**The problem:**
In the records that come next, find every line with "blue". Return those lines.

**Excerpted records:**
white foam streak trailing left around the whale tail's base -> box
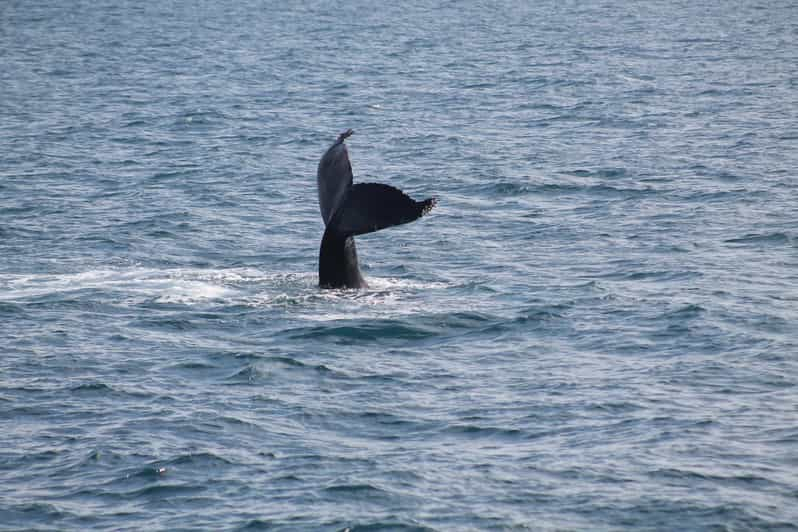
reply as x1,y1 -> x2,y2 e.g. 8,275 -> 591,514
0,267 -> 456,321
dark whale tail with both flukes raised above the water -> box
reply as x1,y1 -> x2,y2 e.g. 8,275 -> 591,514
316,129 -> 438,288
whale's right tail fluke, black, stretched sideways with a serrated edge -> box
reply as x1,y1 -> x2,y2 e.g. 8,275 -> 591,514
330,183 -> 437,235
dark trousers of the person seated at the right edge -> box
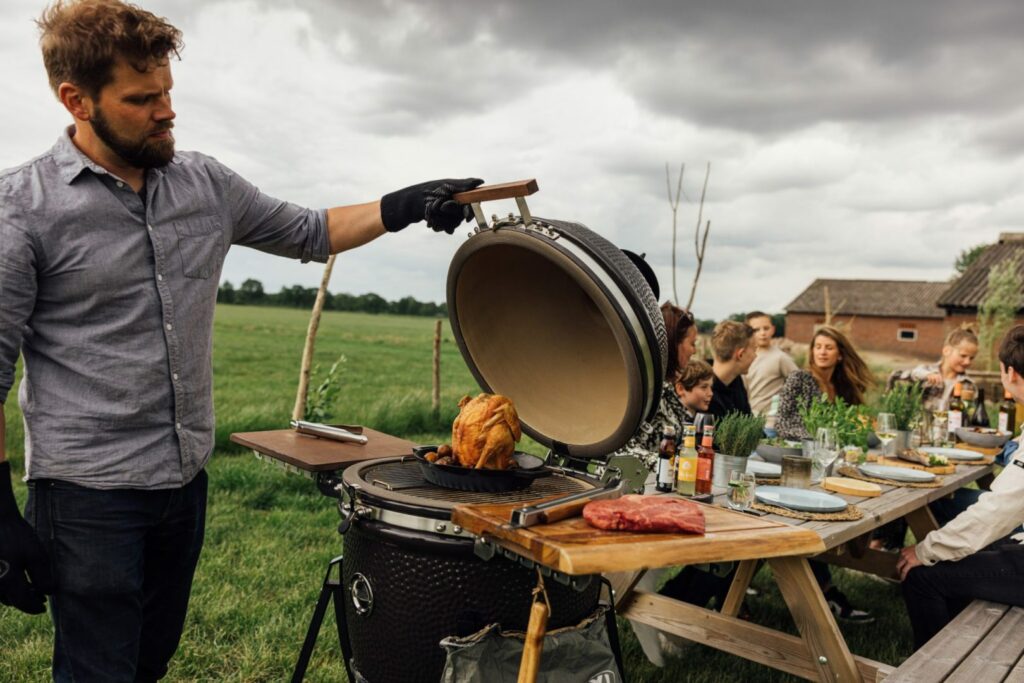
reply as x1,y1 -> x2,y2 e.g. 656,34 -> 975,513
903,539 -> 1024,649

--

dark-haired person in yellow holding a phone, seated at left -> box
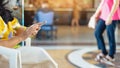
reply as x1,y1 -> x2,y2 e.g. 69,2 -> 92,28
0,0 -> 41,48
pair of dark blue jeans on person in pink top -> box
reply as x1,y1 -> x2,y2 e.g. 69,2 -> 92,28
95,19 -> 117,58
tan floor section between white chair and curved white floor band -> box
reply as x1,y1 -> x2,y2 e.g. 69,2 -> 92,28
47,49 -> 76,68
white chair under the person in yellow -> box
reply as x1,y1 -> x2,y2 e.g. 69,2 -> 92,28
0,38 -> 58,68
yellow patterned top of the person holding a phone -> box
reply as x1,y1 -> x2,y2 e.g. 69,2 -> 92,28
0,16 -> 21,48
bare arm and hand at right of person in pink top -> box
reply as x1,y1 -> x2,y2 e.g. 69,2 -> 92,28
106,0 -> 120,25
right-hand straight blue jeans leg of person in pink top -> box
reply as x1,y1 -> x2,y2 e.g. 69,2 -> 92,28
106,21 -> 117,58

**Task response:**
pair of dark blue jeans on person in pink top -> box
right-hand straight blue jeans leg of person in pink top -> box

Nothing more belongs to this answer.